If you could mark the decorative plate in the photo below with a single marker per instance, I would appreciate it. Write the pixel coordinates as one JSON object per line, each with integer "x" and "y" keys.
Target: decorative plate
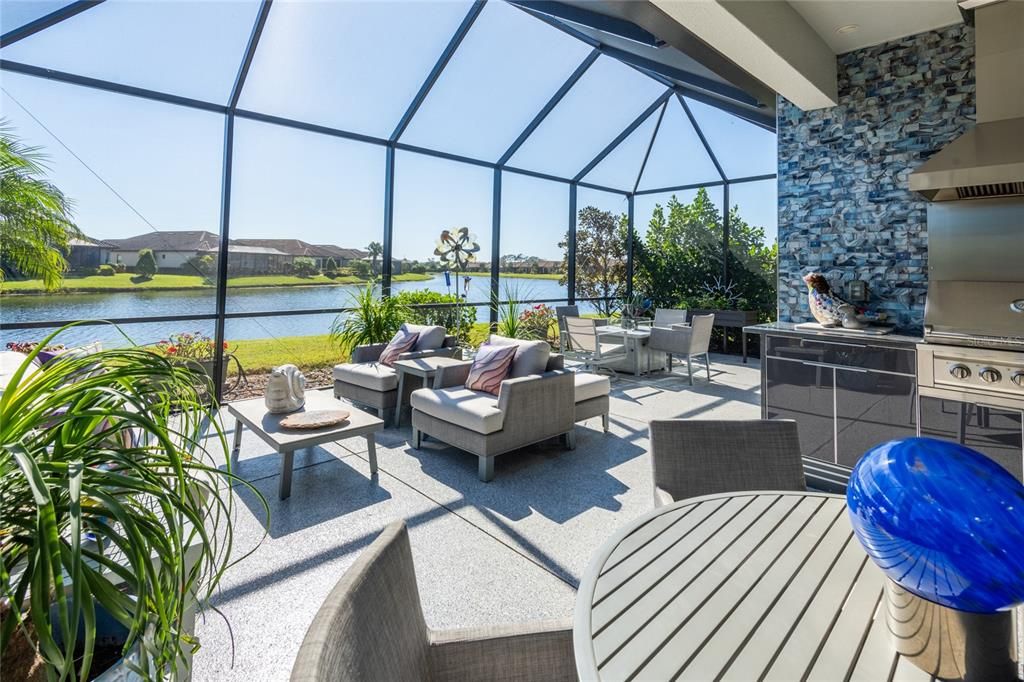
{"x": 314, "y": 419}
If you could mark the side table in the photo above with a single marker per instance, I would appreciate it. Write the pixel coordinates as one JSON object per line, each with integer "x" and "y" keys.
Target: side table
{"x": 425, "y": 369}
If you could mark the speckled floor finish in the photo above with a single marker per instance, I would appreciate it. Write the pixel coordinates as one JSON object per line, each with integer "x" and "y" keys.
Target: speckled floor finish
{"x": 510, "y": 550}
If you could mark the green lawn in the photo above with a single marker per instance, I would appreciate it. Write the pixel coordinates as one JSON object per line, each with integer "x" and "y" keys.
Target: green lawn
{"x": 259, "y": 355}
{"x": 128, "y": 282}
{"x": 308, "y": 352}
{"x": 521, "y": 275}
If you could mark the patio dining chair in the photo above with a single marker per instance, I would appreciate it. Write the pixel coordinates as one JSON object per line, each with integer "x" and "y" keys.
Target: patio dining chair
{"x": 561, "y": 312}
{"x": 690, "y": 342}
{"x": 587, "y": 346}
{"x": 372, "y": 628}
{"x": 691, "y": 457}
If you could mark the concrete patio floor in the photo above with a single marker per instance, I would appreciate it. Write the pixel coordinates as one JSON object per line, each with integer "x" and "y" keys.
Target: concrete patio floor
{"x": 507, "y": 551}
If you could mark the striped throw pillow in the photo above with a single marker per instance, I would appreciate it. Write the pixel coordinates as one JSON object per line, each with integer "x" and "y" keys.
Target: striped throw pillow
{"x": 401, "y": 342}
{"x": 489, "y": 368}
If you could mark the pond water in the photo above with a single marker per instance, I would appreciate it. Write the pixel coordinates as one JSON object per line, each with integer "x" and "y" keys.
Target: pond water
{"x": 142, "y": 304}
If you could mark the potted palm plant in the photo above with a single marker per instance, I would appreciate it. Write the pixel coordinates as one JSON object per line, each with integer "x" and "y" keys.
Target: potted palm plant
{"x": 113, "y": 507}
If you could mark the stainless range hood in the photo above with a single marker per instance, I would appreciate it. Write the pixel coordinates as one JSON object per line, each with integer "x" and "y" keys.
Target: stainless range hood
{"x": 987, "y": 161}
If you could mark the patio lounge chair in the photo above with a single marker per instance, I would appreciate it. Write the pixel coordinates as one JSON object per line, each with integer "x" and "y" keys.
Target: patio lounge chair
{"x": 372, "y": 628}
{"x": 563, "y": 311}
{"x": 691, "y": 458}
{"x": 530, "y": 406}
{"x": 367, "y": 382}
{"x": 690, "y": 342}
{"x": 587, "y": 345}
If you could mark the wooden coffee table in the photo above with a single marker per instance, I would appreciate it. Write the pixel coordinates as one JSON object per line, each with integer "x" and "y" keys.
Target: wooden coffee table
{"x": 254, "y": 415}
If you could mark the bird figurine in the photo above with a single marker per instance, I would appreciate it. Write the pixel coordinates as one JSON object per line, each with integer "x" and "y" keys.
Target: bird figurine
{"x": 828, "y": 308}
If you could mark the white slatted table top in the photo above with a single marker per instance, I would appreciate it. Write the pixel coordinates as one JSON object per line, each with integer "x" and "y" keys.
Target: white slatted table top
{"x": 744, "y": 586}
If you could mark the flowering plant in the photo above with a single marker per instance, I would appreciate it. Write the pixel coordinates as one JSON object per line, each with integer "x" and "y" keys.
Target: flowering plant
{"x": 197, "y": 346}
{"x": 27, "y": 347}
{"x": 538, "y": 320}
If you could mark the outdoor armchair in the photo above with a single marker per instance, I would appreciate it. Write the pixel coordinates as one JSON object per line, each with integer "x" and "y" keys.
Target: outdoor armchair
{"x": 587, "y": 345}
{"x": 367, "y": 382}
{"x": 691, "y": 457}
{"x": 527, "y": 410}
{"x": 690, "y": 342}
{"x": 372, "y": 628}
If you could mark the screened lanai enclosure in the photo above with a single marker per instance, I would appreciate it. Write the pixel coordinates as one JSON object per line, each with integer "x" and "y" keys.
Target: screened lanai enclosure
{"x": 276, "y": 157}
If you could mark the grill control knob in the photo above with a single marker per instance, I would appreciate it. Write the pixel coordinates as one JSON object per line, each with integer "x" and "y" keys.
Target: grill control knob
{"x": 989, "y": 376}
{"x": 960, "y": 371}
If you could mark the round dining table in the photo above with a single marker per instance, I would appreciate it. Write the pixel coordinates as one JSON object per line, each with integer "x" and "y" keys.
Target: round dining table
{"x": 740, "y": 586}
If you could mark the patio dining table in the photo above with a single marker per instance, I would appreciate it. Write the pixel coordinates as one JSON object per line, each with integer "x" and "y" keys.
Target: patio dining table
{"x": 766, "y": 585}
{"x": 633, "y": 339}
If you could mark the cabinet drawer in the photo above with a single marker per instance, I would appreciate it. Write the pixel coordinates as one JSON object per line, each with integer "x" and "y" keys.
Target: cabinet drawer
{"x": 843, "y": 353}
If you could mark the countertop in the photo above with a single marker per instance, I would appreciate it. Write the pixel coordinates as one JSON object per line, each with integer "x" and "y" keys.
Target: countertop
{"x": 788, "y": 329}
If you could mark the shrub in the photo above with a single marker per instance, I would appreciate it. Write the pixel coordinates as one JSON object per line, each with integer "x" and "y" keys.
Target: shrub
{"x": 438, "y": 309}
{"x": 360, "y": 268}
{"x": 205, "y": 265}
{"x": 304, "y": 267}
{"x": 373, "y": 320}
{"x": 146, "y": 264}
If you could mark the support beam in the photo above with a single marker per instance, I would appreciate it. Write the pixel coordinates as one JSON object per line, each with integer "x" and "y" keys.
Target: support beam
{"x": 769, "y": 40}
{"x": 725, "y": 235}
{"x": 650, "y": 145}
{"x": 663, "y": 73}
{"x": 623, "y": 135}
{"x": 580, "y": 14}
{"x": 570, "y": 255}
{"x": 247, "y": 59}
{"x": 630, "y": 237}
{"x": 108, "y": 86}
{"x": 225, "y": 219}
{"x": 699, "y": 132}
{"x": 46, "y": 22}
{"x": 543, "y": 114}
{"x": 496, "y": 244}
{"x": 435, "y": 73}
{"x": 388, "y": 221}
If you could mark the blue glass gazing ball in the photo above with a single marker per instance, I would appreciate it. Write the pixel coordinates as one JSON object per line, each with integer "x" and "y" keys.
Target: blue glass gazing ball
{"x": 941, "y": 520}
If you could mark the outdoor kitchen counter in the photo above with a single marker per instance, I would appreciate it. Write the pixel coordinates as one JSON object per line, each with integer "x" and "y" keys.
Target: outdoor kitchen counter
{"x": 790, "y": 329}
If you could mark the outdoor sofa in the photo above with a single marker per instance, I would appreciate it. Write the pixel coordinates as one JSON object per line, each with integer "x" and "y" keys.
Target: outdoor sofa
{"x": 366, "y": 381}
{"x": 540, "y": 399}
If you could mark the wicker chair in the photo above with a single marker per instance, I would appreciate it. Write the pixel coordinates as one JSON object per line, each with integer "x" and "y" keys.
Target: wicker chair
{"x": 688, "y": 342}
{"x": 691, "y": 458}
{"x": 371, "y": 628}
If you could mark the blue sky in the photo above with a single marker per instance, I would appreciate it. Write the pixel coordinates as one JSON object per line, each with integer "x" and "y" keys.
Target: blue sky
{"x": 353, "y": 66}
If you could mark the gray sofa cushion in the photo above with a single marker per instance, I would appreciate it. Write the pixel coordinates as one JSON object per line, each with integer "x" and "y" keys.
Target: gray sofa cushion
{"x": 530, "y": 357}
{"x": 590, "y": 386}
{"x": 474, "y": 411}
{"x": 374, "y": 376}
{"x": 431, "y": 338}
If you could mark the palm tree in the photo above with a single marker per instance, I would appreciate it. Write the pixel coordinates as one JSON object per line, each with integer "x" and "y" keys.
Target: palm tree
{"x": 36, "y": 226}
{"x": 375, "y": 250}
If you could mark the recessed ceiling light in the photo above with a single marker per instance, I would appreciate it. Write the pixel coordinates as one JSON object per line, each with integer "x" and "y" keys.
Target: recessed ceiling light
{"x": 974, "y": 4}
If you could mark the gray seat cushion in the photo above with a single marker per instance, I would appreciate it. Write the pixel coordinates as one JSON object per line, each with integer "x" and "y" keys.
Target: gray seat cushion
{"x": 590, "y": 386}
{"x": 530, "y": 357}
{"x": 374, "y": 376}
{"x": 474, "y": 411}
{"x": 431, "y": 338}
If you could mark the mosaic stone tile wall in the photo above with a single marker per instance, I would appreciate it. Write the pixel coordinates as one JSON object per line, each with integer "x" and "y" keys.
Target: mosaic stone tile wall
{"x": 844, "y": 207}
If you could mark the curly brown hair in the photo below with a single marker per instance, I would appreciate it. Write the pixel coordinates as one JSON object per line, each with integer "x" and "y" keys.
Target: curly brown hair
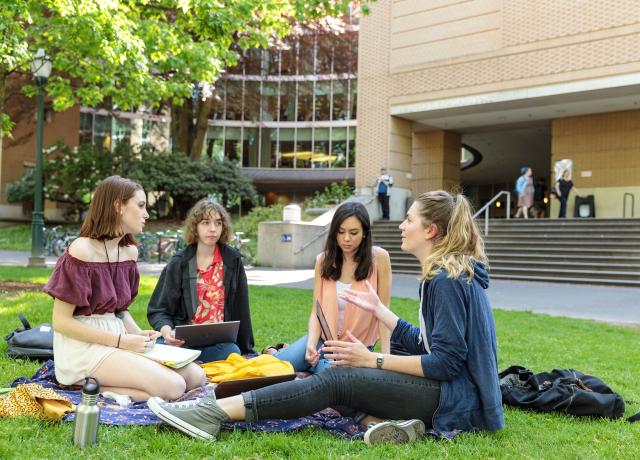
{"x": 202, "y": 210}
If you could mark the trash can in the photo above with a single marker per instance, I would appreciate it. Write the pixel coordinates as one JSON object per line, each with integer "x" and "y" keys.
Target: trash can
{"x": 584, "y": 206}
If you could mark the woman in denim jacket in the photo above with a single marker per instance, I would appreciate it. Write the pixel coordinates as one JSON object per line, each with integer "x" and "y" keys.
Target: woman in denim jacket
{"x": 450, "y": 382}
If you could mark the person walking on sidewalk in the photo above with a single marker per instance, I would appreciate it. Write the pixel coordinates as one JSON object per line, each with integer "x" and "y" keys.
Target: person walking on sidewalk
{"x": 449, "y": 382}
{"x": 383, "y": 188}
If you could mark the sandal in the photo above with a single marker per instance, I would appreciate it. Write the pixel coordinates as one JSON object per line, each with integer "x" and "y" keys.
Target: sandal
{"x": 273, "y": 349}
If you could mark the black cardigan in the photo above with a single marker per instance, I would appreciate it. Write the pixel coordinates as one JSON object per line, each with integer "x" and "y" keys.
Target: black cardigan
{"x": 174, "y": 300}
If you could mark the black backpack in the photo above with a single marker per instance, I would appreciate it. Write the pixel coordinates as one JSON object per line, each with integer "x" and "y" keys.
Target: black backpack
{"x": 26, "y": 342}
{"x": 561, "y": 390}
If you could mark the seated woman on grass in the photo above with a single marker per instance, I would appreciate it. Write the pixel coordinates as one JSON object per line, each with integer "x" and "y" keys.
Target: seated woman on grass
{"x": 451, "y": 380}
{"x": 347, "y": 262}
{"x": 204, "y": 283}
{"x": 93, "y": 284}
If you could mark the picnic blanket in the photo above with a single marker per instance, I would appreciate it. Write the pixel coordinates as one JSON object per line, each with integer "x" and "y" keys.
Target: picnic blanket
{"x": 139, "y": 414}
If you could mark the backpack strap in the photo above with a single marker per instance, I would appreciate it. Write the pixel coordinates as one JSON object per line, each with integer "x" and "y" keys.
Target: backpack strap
{"x": 24, "y": 321}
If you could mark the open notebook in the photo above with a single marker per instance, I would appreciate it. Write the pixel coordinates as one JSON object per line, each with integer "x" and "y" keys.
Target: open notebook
{"x": 170, "y": 356}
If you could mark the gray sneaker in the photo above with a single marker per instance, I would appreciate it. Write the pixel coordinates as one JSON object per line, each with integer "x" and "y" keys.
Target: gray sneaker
{"x": 398, "y": 431}
{"x": 199, "y": 418}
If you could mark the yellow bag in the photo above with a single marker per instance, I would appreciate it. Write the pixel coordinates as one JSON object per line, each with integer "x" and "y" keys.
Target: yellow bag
{"x": 33, "y": 400}
{"x": 238, "y": 367}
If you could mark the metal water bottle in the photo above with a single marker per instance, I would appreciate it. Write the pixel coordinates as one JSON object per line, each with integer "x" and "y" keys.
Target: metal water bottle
{"x": 85, "y": 425}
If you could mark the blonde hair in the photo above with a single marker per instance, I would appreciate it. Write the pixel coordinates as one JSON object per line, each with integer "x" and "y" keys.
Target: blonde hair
{"x": 459, "y": 243}
{"x": 200, "y": 211}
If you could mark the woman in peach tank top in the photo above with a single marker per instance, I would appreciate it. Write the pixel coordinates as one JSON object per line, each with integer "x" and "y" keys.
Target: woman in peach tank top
{"x": 347, "y": 262}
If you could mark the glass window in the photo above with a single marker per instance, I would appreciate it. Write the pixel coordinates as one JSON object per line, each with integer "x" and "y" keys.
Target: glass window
{"x": 323, "y": 101}
{"x": 102, "y": 131}
{"x": 121, "y": 131}
{"x": 288, "y": 101}
{"x": 86, "y": 128}
{"x": 289, "y": 59}
{"x": 306, "y": 55}
{"x": 269, "y": 150}
{"x": 287, "y": 148}
{"x": 253, "y": 61}
{"x": 324, "y": 54}
{"x": 273, "y": 55}
{"x": 233, "y": 143}
{"x": 303, "y": 148}
{"x": 252, "y": 100}
{"x": 215, "y": 142}
{"x": 234, "y": 100}
{"x": 269, "y": 101}
{"x": 305, "y": 101}
{"x": 353, "y": 100}
{"x": 351, "y": 154}
{"x": 321, "y": 157}
{"x": 340, "y": 99}
{"x": 339, "y": 147}
{"x": 342, "y": 53}
{"x": 250, "y": 147}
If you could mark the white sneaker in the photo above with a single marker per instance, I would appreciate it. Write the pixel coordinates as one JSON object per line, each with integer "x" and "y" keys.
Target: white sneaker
{"x": 398, "y": 431}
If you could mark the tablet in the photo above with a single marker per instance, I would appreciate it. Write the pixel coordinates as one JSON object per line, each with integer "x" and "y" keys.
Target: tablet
{"x": 201, "y": 335}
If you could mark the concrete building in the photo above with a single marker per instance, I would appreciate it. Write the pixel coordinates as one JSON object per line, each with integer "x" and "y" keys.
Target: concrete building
{"x": 521, "y": 82}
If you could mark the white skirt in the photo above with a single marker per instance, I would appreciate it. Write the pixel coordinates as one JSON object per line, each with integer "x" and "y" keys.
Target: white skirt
{"x": 75, "y": 359}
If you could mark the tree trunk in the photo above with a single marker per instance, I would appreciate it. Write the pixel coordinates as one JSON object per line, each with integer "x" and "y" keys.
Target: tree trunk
{"x": 200, "y": 129}
{"x": 181, "y": 121}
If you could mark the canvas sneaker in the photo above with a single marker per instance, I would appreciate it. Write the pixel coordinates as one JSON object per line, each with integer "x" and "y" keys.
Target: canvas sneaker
{"x": 199, "y": 418}
{"x": 398, "y": 431}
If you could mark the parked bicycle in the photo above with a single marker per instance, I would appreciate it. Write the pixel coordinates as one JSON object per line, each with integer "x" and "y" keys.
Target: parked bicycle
{"x": 242, "y": 245}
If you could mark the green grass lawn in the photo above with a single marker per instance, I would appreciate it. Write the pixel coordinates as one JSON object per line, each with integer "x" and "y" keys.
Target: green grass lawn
{"x": 537, "y": 341}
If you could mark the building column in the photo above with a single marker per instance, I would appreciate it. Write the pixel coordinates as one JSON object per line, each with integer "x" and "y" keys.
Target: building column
{"x": 435, "y": 161}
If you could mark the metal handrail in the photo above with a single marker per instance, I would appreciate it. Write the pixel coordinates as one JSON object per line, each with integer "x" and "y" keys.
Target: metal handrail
{"x": 485, "y": 209}
{"x": 325, "y": 231}
{"x": 624, "y": 204}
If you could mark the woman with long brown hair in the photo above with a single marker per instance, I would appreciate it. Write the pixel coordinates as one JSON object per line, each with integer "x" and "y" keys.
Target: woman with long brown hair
{"x": 93, "y": 284}
{"x": 450, "y": 380}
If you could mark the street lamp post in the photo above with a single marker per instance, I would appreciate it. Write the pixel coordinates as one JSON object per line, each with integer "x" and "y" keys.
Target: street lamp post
{"x": 41, "y": 69}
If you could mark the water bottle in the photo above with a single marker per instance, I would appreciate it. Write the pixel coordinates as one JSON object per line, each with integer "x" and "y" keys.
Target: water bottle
{"x": 85, "y": 426}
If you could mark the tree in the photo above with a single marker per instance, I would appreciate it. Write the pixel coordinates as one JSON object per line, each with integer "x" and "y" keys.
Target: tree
{"x": 130, "y": 53}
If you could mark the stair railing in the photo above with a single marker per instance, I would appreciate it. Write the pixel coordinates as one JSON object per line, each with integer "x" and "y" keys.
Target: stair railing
{"x": 624, "y": 204}
{"x": 485, "y": 209}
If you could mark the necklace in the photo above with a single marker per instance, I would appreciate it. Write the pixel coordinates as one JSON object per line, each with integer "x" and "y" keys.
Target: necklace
{"x": 109, "y": 262}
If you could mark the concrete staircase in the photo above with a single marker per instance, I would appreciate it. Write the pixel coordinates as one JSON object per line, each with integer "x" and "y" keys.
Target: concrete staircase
{"x": 593, "y": 251}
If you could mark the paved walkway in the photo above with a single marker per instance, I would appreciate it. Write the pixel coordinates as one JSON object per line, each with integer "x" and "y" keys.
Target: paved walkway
{"x": 602, "y": 303}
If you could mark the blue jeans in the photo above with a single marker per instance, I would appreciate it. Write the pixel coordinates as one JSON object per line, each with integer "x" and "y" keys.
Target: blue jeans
{"x": 215, "y": 352}
{"x": 295, "y": 352}
{"x": 381, "y": 393}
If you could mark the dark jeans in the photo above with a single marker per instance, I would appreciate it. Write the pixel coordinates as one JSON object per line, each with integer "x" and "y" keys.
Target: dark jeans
{"x": 563, "y": 206}
{"x": 383, "y": 198}
{"x": 383, "y": 394}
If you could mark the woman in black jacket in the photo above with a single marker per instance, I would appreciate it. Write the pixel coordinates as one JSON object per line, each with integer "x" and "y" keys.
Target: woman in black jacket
{"x": 204, "y": 283}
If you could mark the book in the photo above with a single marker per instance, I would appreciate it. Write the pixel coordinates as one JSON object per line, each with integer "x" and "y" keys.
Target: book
{"x": 170, "y": 356}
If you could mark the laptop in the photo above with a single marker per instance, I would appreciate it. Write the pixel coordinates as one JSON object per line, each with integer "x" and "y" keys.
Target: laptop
{"x": 200, "y": 335}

*The task:* Repeat exactly, and only, the lines from the line with "If you could mark the woman in black" through the end of the listing above, both ends included.

*Task output:*
If you could mark the woman in black jacket in the photo above with a single marker per instance, I would appreciate it. Write the pixel coordinates as one JSON object per line, each with integer "x" and "y" keys.
Target: woman in black jacket
{"x": 204, "y": 283}
If you could mark the book in the photo above with a single marker per instance, I would appreciate it. Write the pixel coordinates as one JSON object per line, each with integer "x" and "y" keys.
Target: book
{"x": 170, "y": 356}
If you could mark the laptop in the photo above with a single marker per instance, I would appreciate it. Write the pixel coordinates as one JSON object per line, each with integer "x" and "y" keys.
Target: laptop
{"x": 200, "y": 335}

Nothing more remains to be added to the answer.